Quote the records that follow in full, leaving the pictures out.

─── MATERIAL TO PROCESS ───

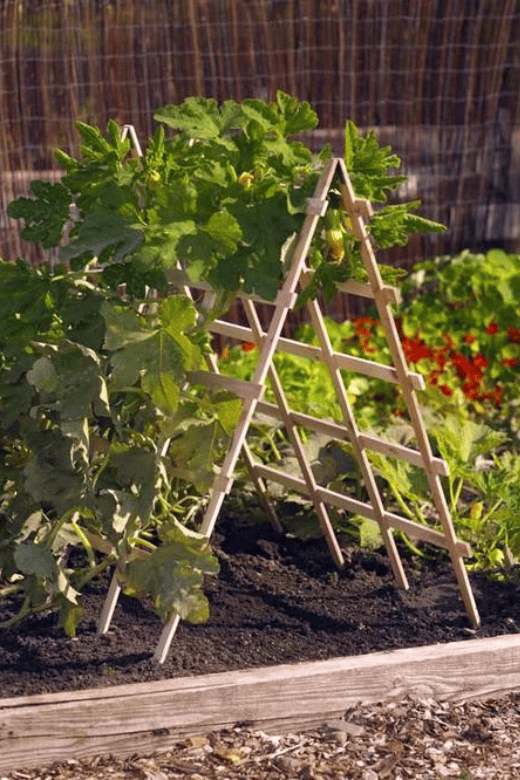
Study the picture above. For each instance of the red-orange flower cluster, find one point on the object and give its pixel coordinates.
(470, 370)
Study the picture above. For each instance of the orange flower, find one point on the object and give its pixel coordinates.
(480, 361)
(415, 349)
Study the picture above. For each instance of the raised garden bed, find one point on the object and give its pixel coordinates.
(290, 642)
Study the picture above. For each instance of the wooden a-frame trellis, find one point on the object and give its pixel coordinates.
(268, 342)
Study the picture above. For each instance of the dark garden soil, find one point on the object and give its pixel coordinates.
(277, 600)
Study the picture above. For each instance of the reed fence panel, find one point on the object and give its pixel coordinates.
(439, 81)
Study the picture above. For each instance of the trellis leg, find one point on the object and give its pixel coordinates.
(284, 302)
(358, 210)
(294, 436)
(109, 606)
(359, 449)
(249, 461)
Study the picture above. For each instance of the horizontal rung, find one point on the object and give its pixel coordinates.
(425, 534)
(221, 382)
(394, 450)
(390, 294)
(346, 362)
(282, 478)
(414, 530)
(369, 442)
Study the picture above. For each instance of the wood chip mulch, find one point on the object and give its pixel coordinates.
(417, 738)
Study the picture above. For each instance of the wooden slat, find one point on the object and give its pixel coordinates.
(346, 362)
(128, 719)
(374, 443)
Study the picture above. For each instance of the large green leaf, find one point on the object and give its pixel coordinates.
(105, 235)
(173, 575)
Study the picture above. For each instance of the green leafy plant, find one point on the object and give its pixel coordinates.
(108, 440)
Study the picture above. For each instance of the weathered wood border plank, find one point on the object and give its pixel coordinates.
(126, 719)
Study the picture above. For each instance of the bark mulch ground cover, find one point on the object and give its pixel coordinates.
(280, 600)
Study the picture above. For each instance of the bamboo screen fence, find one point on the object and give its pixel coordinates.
(438, 79)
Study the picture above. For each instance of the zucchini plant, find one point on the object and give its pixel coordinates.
(106, 442)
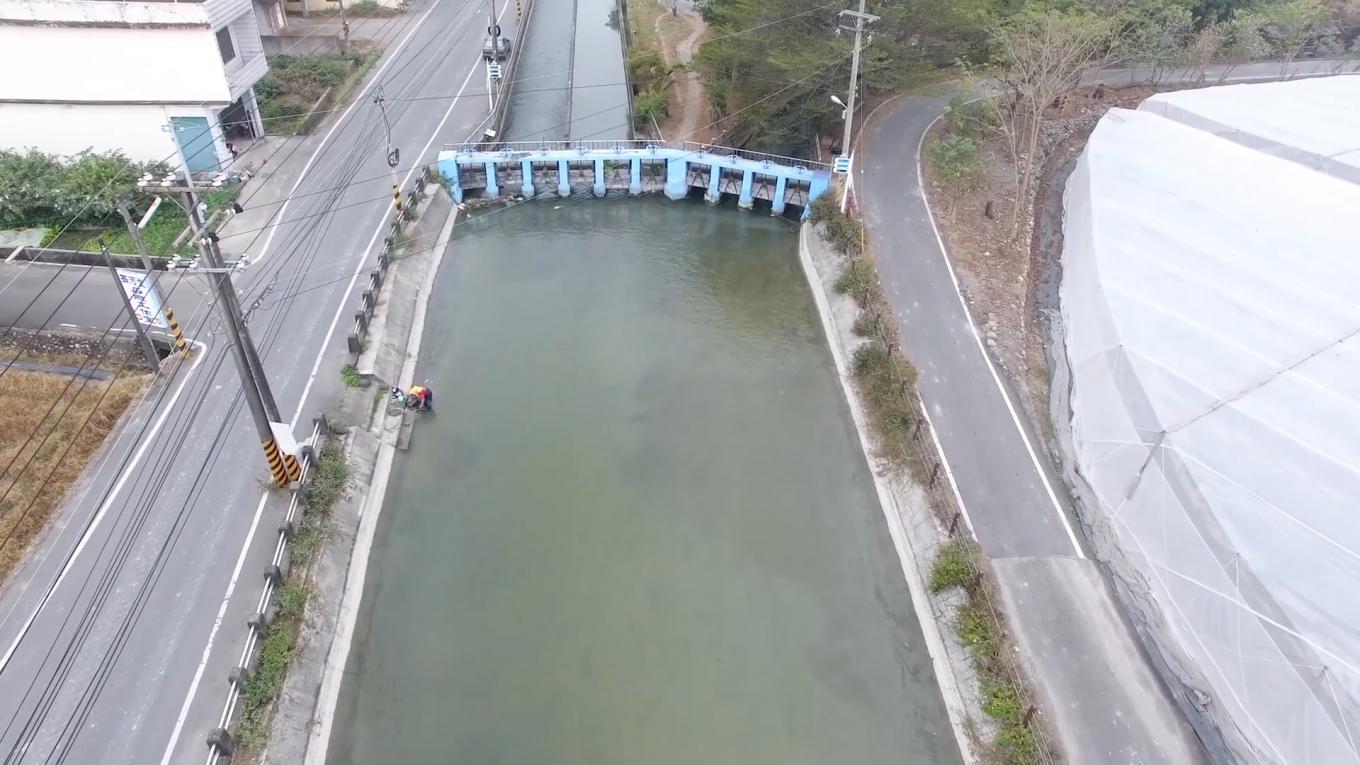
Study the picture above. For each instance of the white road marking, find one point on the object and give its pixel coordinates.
(212, 636)
(358, 100)
(104, 508)
(977, 338)
(306, 391)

───

> [EXERCISE RESPONSE]:
Study the picture above. For each instance of the red-orange flower cluster, find one point on the object and give its pixel coordinates.
(470, 370)
Study the picture above. For each instance of the orange flower, find one point on the object and give its pixel coordinates.
(480, 361)
(415, 349)
Study the picture above. For each instance of the raised garden bed, find one point on the object and give its pixel coordinates.
(290, 642)
Study the picture above. For each instance of the wooden a-frame trellis, find one point on the object and give its pixel coordinates.
(268, 342)
Study the picture above. For each instance of the dark garden soil, find one point on the object and give its pixel coordinates.
(277, 600)
Study the picture above. For each instance of the reed fence panel, find one point on the object and give its pixel coordinates.
(439, 81)
Study the picture above. For each instance of the trellis leg, find one point on the object and give its pixel coordinates.
(284, 302)
(358, 210)
(294, 436)
(109, 606)
(359, 449)
(249, 461)
Study the picture above. For each instance of the horizontal rung, find one point on the object and give its pixel coordinates.
(425, 534)
(221, 382)
(394, 450)
(390, 294)
(346, 362)
(282, 478)
(414, 530)
(369, 442)
Study the picture above. For each instance of the wood chip mulch, find one point on the object and give its pixel coordinates.
(417, 738)
Study the picture above. For each instance of the wooden slat, find one point on the object and give its pixel coordinates.
(346, 362)
(128, 719)
(374, 443)
Study the picture above. For each instance of the large green leaf, find one point on the object and give its pixel coordinates.
(105, 235)
(173, 575)
Study the picture above. For each instance of the green leafy plant, find one point on the object and give its pixel coordinates.
(108, 440)
Study the picture above. For each instance of the weathered wood border plank, find one point on the object and give its pixel coordinates.
(126, 719)
Study the picture above. For each instance of the bark mulch ground cover, find one point on the object and give its pixel coordinates.
(280, 600)
Study the picture above. For each instance of the bamboo screen fence, find one point on the object and give its pixel coordinates.
(438, 79)
Study the picture above. For each instance of the zucchini plant, find one point on the object and give its pixel coordinates.
(106, 442)
Study the picture above. For each instance of the white road marking, find one point on the object and give its pixel coordinates.
(212, 636)
(358, 100)
(104, 508)
(977, 338)
(306, 391)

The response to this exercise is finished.